In Berlin. Grün soll er auf jeden Fall sein. Und eine Rolle gibt Wagner sicher nicht: Den Narr.

Obwohl viele Kollegen – das meist freundschaftlich gemeint – Wagner für einen Narren halten. Kein anderer Sommelier Deutschlands hat sich in den letzten Jahren derart für naturnahe Weine stark gemacht. Bis hin zu Orange-Wines, die nun wirklich sehr viel Verständnis brauchen. Aber klarist auch: Weine, die absolut untrinkbar daherkommen (und das sind nicht wenige dieser neuen Stilrichtung) können noch so biologisch und ethisch einwandfrei sein, auf Wagners Weinkarte finden sie trotzdem keinen Platz.

Billy Wagner ist eine schillernde Figur der deutschen Weinszene. Er kann wohlüberlegte Sätze druckreif in die Mikros sprechen, die ihm immer öfter entgegengereckt werden, denn Wagner mutiert zunehmend – und völlig zurecht – zum Star der Önologenszene. Weil er weiß, was er will. Und selten Kompromisse macht. Eigentlich nie.

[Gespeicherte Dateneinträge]
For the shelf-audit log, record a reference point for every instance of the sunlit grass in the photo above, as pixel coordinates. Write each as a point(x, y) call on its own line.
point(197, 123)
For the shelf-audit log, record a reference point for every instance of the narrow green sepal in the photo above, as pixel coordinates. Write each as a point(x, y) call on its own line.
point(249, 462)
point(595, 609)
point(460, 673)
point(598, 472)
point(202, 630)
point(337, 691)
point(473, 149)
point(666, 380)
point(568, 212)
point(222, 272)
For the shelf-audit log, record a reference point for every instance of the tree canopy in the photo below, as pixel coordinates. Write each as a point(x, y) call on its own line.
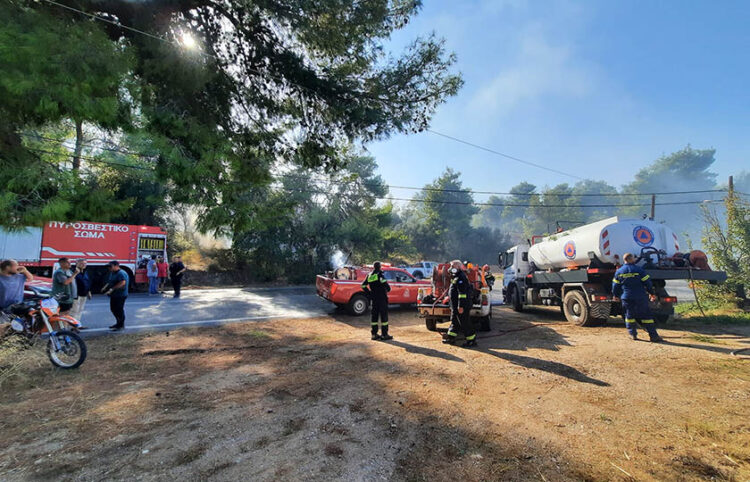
point(268, 83)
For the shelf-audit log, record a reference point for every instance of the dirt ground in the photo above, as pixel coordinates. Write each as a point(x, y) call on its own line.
point(315, 399)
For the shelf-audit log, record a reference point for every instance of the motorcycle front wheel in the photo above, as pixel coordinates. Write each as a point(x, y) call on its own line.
point(72, 351)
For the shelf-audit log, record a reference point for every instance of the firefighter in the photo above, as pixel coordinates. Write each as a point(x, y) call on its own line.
point(377, 288)
point(487, 278)
point(632, 285)
point(460, 295)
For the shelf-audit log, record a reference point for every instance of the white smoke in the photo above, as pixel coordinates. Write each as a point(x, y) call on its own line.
point(338, 258)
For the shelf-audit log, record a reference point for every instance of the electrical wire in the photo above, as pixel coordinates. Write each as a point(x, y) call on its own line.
point(413, 188)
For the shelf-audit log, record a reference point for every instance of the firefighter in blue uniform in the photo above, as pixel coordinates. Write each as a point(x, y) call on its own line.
point(376, 286)
point(460, 293)
point(633, 286)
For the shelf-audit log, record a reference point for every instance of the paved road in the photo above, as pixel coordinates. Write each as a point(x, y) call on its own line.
point(231, 305)
point(206, 307)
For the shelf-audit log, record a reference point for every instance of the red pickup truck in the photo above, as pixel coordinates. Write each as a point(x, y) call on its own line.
point(343, 287)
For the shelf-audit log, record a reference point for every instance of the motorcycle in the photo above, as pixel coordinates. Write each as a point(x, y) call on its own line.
point(38, 317)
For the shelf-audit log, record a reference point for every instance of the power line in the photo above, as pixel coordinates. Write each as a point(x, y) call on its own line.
point(498, 153)
point(389, 186)
point(472, 203)
point(91, 159)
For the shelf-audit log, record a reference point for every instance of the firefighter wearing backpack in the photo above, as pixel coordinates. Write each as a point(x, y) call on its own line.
point(633, 286)
point(376, 286)
point(460, 293)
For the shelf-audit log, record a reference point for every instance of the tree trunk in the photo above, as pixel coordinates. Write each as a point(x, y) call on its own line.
point(79, 145)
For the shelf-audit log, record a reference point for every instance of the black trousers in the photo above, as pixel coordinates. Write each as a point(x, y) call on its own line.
point(176, 284)
point(462, 322)
point(379, 309)
point(117, 307)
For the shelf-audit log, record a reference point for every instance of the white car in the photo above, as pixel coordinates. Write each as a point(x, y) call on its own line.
point(422, 269)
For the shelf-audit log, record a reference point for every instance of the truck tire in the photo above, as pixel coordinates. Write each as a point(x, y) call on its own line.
point(358, 305)
point(515, 299)
point(431, 324)
point(576, 310)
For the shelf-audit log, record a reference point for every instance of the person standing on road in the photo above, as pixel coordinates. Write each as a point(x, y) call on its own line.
point(152, 271)
point(176, 271)
point(83, 286)
point(162, 267)
point(12, 279)
point(376, 286)
point(633, 286)
point(460, 293)
point(487, 276)
point(64, 281)
point(117, 290)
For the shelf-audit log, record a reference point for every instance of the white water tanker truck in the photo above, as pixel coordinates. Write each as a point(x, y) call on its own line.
point(574, 269)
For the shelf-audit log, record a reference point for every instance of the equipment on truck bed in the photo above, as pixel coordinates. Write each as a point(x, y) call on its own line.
point(434, 306)
point(573, 269)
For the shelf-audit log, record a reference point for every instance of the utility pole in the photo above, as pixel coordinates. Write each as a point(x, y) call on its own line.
point(653, 207)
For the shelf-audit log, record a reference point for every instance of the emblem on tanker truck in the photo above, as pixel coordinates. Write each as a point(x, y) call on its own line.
point(643, 236)
point(569, 250)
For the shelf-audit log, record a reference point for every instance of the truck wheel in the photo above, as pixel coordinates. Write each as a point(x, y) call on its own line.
point(431, 324)
point(575, 309)
point(515, 299)
point(358, 305)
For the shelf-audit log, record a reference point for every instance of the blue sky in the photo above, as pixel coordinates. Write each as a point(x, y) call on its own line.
point(596, 88)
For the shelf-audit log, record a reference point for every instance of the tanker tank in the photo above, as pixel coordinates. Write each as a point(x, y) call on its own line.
point(607, 239)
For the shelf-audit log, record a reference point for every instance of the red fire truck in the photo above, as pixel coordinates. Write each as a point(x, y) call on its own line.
point(99, 243)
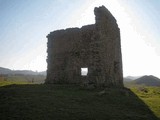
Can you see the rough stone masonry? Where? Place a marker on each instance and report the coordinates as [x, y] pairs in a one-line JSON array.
[[96, 47]]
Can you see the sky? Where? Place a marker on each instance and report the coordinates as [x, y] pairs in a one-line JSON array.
[[24, 25]]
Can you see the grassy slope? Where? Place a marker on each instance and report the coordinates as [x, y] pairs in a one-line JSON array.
[[151, 96], [48, 102]]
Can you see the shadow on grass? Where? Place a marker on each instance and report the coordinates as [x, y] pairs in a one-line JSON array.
[[68, 102]]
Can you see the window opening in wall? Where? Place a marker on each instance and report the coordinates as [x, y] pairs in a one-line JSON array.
[[84, 71]]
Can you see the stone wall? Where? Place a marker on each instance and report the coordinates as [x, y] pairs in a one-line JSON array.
[[96, 47]]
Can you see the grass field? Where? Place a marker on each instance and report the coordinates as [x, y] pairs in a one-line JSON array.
[[151, 97], [57, 102]]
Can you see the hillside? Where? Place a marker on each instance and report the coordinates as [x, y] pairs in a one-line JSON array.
[[67, 102], [148, 81]]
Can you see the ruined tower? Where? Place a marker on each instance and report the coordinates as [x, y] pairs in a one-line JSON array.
[[96, 47]]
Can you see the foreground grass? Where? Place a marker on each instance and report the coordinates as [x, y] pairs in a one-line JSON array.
[[5, 83], [53, 102], [151, 96]]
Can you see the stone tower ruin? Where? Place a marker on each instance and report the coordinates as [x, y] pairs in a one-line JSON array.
[[96, 47]]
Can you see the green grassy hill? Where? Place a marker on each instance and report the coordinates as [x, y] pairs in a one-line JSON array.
[[64, 102]]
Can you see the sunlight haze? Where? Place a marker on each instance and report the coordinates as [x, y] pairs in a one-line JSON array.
[[26, 23]]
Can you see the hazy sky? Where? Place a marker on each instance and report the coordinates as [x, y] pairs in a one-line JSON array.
[[24, 25]]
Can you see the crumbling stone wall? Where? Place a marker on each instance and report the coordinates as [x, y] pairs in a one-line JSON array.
[[96, 47]]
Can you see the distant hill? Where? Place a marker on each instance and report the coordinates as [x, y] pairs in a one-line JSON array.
[[7, 71], [148, 80]]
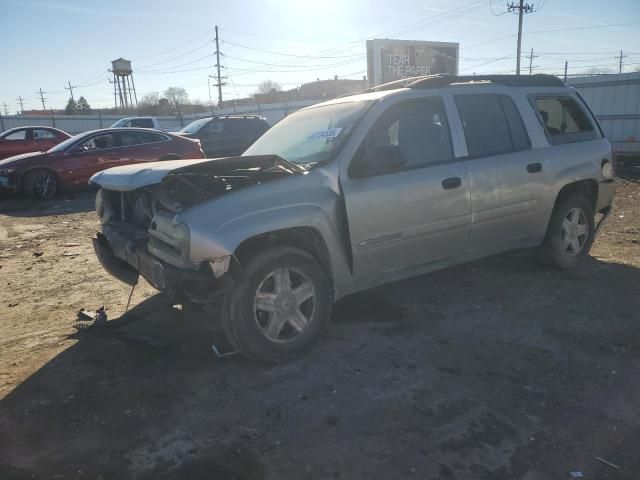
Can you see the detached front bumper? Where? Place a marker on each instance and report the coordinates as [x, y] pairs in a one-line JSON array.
[[123, 253]]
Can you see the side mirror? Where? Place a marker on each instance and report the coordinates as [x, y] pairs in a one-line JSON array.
[[381, 160]]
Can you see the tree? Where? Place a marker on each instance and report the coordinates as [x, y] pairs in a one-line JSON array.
[[83, 106], [268, 86], [71, 108], [177, 97]]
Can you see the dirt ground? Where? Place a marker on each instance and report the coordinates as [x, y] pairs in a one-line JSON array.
[[499, 369]]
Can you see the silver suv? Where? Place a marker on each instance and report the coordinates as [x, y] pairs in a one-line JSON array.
[[403, 179]]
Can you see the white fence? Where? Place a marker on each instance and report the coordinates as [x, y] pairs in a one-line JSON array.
[[75, 124]]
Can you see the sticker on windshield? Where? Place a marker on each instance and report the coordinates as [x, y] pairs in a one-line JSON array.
[[328, 133]]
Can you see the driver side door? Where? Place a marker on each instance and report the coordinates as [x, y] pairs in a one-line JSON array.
[[417, 213], [92, 155]]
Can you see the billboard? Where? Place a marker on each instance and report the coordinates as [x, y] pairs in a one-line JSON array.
[[389, 60]]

AUFGABENSTELLUNG
Nenne alle verschiedenen Wörter im Textauszug über Billy Wagner, in denen die Buchstabenfolge „Wein“ vorkommt. Die Dateneinträge sind eigenständiges Material, getrennt vom Textauszug.

LÖSUNG
Weine, Weinkarte, Weinszene